Текст:
Кассий запугивает Каску настолько, что тот действительно начинает верить, что причиной ненастья — злые дела Цезаря. Почему бы не допустить, что первый человек в Риме и в самом деле «схож» с этой ночью. Видя, что Кассий скорее разозлен, чем напуган, Каска чувствует себя немного уверенней и для пущей уверенности «отзеркаливает» гнев своего собеседника; иначе говоря, без колебаний принимает сторону Кассия. В отличие от Брута, Каска не вникает в политические и этические тонкости. Он боязлив и тщеславен. Ему не хочется выглядеть глупцом, поэтому он заранее готов относиться к Цезарю так, как относятся к нему умные и влиятельные люди, почтившие его своей дружбой. Он не только трус, но и тайный сноб.

Его намерение примкнуть к убийцам кажется более опасным еще и потому, что, опять–таки, в отличие от Брута, он откровенно раболепствует перед Цезарем и совершенно не видит, какие опасности таит в себе власть. Он мелочен и завистлив, но бездарен и потому явно не способен на зависть к такой мощной фигуре, как Цезарь. Его миметические соперники — «этажом ниже», но если Кассий устремил свою миметическую злобу на кого–то другого, Каска послушно последует примеру «умного человека». Его участие в заговоре никак не связано и не может быть связано с Цезарем; оно объясняется исключительно миметической внушаемостью, которую подпитывает страх.

Условия заданий:
1. Чем, согласно тексту о Каске, объясняется участие Каски в заговоре?
2. Продолжите текст о Каске, начав сразу после его последнего предложения.

Представленный материал:
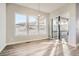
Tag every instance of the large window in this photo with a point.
(33, 23)
(42, 25)
(30, 25)
(21, 21)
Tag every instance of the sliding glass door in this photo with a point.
(59, 28)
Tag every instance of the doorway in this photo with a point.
(59, 26)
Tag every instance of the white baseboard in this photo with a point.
(2, 48)
(22, 41)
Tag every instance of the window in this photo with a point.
(33, 25)
(29, 25)
(21, 28)
(42, 25)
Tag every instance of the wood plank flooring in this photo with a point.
(40, 48)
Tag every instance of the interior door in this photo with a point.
(60, 28)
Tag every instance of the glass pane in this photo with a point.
(42, 25)
(64, 28)
(33, 25)
(20, 21)
(55, 28)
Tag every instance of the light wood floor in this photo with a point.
(40, 48)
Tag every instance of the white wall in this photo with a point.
(11, 10)
(2, 26)
(68, 11)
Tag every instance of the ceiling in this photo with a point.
(44, 7)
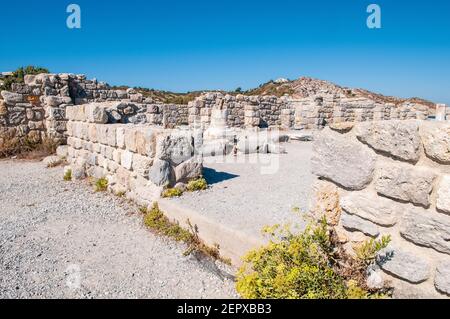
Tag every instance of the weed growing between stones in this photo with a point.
(68, 175)
(197, 185)
(309, 265)
(101, 185)
(159, 223)
(172, 192)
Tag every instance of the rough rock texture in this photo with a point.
(403, 264)
(399, 139)
(325, 202)
(443, 195)
(408, 201)
(442, 280)
(436, 141)
(428, 229)
(368, 206)
(160, 173)
(406, 183)
(355, 223)
(343, 161)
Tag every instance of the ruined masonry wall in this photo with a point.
(37, 107)
(391, 178)
(137, 160)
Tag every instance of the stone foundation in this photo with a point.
(391, 178)
(138, 161)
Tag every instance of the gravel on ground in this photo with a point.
(249, 192)
(62, 240)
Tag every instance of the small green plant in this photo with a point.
(197, 185)
(156, 220)
(159, 223)
(172, 192)
(101, 185)
(68, 175)
(307, 265)
(367, 251)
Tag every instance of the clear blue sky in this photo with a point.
(189, 45)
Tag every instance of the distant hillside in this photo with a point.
(305, 87)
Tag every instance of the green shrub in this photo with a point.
(172, 192)
(301, 266)
(19, 75)
(197, 185)
(156, 220)
(68, 175)
(101, 185)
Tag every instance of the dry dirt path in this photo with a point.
(62, 240)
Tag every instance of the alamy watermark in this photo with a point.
(374, 19)
(74, 19)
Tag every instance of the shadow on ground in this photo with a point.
(213, 177)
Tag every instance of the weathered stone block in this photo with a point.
(428, 229)
(12, 98)
(188, 170)
(343, 160)
(436, 141)
(368, 206)
(406, 183)
(403, 264)
(442, 279)
(130, 139)
(399, 139)
(443, 195)
(355, 223)
(126, 159)
(120, 132)
(96, 114)
(176, 147)
(160, 173)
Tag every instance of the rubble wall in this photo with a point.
(391, 178)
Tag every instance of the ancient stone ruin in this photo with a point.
(391, 178)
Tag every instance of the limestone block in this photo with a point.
(126, 159)
(141, 165)
(12, 98)
(442, 279)
(130, 139)
(160, 173)
(112, 136)
(95, 113)
(62, 151)
(399, 139)
(325, 202)
(342, 160)
(120, 137)
(427, 228)
(403, 264)
(406, 183)
(92, 133)
(436, 141)
(176, 147)
(368, 206)
(188, 170)
(443, 195)
(355, 223)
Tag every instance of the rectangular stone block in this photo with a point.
(406, 183)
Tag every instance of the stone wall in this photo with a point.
(37, 107)
(243, 111)
(391, 178)
(137, 160)
(315, 112)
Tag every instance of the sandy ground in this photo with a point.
(61, 240)
(249, 192)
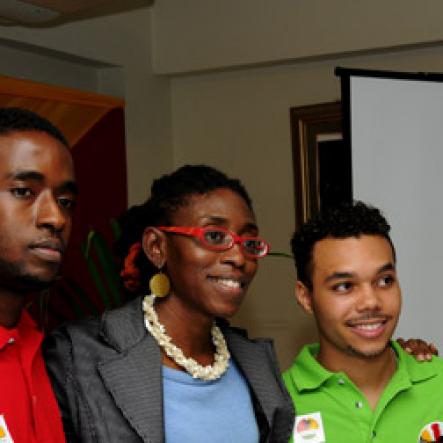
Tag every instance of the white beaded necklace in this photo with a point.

Ответы к заданиям:
1. Исключительно миметической внушаемостью, которую подпитывает страх.

2.
Итак, в «Юлии Цезаре», мы видим, как три человека, один за другим, присоединяются к заговору, и с каждым новым участником катастрофически снижается общая способность самостоятельно мыслить и ответственно поступать. Объясняется это не столько личными особенностями участников, сколько захлестывающим всех миметическим желанием. Чем масштабней заговор, тем легче втянуть в него новых людей. Совокупное миметическое влияние тех, кто присоединился к заговору раньше, делает выбранный «объект» более притягательным, и по мере того, как нарастает кризис, здравомыслие явно отступает перед мимесисом.

Третий заговорщик, Лигерий, очень податлив на миметическое давление и всегда готов к злодейству. Стоит ему понять, что замышляется убийство, как он, забыв о своих недугах, тут же сбрасывает повязки и следует за «главарем». Это можно считать первым чудесным исцелением, совершенным почти богоравной жертвой, Юлием Цезарем.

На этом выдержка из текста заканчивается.